*** Selected excerpt Section Begins ***

Workshop on Character Computing (C2)

Scope

This year's edition of the Workshop on Character Computing (C²) (9th Edition) focuses on the computational modeling, inference, and use of human character in intelligent systems, with a strong emphasis on Responsible and Trustworthy AI.

Character Computing studies how relatively stable traits (e.g., personality, values, cognitive styles) and dynamic states (e.g., emotions, motivation, stress, mental load), together with social, cultural, and contextual factors, can be computationally represented and operationalized to enable meaningful, human-centered personalization.

As AI systems increasingly shape access to opportunities, services, and information, character-aware systems introduce both powerful benefits and non-trivial risks. This edition explicitly addresses how Character Computing must evolve to remain ethically grounded, technically robust, and socially acceptable in the age of Generative AI, Large Language Models, and AI regulation (e.g., EU AI Act).

The workshop welcomes work that advances Character Computing while critically examining:

  • fairness, bias, and discrimination risks,
  • misuse and adversarial exploitation of character traits,
  • transparency, explainability, and accountability,
  • privacy-preserving and regulation-aware character modeling.

For background, see the Character Computing book (Springer) and the Wikipedia entry.

Aims and Topics of Interest

C² provides a forum to advance the theory, engineering, and governance of Character Computing systems. We particularly encourage work that bridges technical innovation with responsible deployment.

Submissions may address one or more of the following four complementary pillars:

1. Character Sensing, Profiling, and Representation

  • Multimodal character inference (text, speech, behavior, physiological, interaction data)
  • Uncertainty-aware and longitudinal character modeling
  • Privacy-preserving profiling (federated learning, differential privacy, secure computation)
  • Knowledge-driven and hybrid (symbolic–statistical) representations

2. Character-Aware and Adaptive AI Systems

  • Personalization, adaptation, and decision-making informed by character models
  • Character-aware recommender systems and assistants
  • Human–AI interaction shaped by personality, values, and cognitive traits
  • Evaluation frameworks for character-aware adaptation

3. Artificial and Synthetic Characters

  • Artificial personas, avatars, and agents with coherent character
  • Generative AI and LLM-driven character simulation
  • Consistency, controllability, and alignment of artificial characters
  • Ethical boundaries in simulating human traits and identities

4. Responsible Character Computing

  • Bias, discrimination, and harm amplification through character-based AI
  • Explainability and interpretability of character-aware decisions
  • Regulation-aware design (EU AI Act, risk categorization, compliance-by-design)

*** Selected excerpt Section Ends ***
*** Data supplied Section Begins ***

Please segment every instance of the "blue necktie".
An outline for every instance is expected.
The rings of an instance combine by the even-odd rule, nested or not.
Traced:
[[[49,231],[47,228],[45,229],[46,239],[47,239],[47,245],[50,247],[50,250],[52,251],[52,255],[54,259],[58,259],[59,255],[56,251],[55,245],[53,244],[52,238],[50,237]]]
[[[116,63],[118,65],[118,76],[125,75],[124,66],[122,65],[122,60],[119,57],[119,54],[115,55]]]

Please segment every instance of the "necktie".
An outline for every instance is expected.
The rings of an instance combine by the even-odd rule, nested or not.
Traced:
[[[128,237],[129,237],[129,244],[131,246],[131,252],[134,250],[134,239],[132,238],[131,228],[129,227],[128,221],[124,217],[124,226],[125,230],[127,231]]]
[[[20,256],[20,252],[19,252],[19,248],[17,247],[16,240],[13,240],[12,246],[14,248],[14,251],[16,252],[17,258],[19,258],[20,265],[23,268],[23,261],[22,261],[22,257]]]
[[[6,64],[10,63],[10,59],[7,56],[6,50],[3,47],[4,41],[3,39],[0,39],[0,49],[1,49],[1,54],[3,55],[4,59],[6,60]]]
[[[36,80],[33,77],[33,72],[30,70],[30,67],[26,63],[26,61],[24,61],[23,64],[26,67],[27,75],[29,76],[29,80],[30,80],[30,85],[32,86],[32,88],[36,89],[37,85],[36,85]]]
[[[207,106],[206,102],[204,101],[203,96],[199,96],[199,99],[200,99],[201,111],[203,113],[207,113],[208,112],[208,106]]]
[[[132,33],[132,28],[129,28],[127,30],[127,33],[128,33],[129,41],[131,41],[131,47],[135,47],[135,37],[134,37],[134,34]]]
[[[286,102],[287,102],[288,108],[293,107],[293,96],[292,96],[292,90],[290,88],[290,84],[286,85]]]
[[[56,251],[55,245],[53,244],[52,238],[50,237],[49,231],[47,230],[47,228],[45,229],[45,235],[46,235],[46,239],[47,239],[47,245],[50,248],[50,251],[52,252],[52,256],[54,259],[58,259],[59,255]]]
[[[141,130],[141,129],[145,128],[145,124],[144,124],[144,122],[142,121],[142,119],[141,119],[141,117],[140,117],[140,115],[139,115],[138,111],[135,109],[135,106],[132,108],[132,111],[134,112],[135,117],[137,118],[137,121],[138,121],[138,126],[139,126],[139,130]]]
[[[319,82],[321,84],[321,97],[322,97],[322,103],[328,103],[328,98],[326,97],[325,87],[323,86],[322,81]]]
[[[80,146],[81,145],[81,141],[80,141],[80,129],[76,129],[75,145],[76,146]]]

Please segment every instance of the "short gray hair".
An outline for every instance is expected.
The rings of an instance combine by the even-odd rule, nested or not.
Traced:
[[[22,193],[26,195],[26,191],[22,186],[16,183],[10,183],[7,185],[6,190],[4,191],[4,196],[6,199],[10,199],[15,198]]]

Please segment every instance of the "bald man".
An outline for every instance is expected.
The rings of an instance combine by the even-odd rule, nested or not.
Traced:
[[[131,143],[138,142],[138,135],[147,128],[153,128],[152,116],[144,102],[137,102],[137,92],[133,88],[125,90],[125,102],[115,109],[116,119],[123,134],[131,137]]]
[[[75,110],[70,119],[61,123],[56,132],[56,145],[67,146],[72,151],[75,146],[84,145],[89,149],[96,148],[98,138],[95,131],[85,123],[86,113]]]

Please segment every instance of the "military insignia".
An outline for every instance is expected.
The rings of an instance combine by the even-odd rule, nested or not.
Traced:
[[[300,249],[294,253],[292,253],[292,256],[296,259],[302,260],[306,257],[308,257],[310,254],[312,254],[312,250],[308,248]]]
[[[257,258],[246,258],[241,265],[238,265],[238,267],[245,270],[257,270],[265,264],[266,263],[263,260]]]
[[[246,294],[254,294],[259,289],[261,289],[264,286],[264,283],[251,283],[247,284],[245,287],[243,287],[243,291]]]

*** Data supplied Section Ends ***

What you have to do =
In two sentences, sum up the Character Computing workshop description above.

Solution =
The ninth edition of the Workshop on Character Computing (C²) focuses on the computational modeling, inference, and use of human character in intelligent systems, with a strong emphasis on responsible and trustworthy AI. It welcomes work that advances the field while critically examining fairness and bias risks, misuse of character traits, transparency and accountability, and privacy-preserving modeling, and submissions may address four pillars: character sensing and representation, character-aware adaptive AI systems, artificial and synthetic characters, and responsible Character Computing.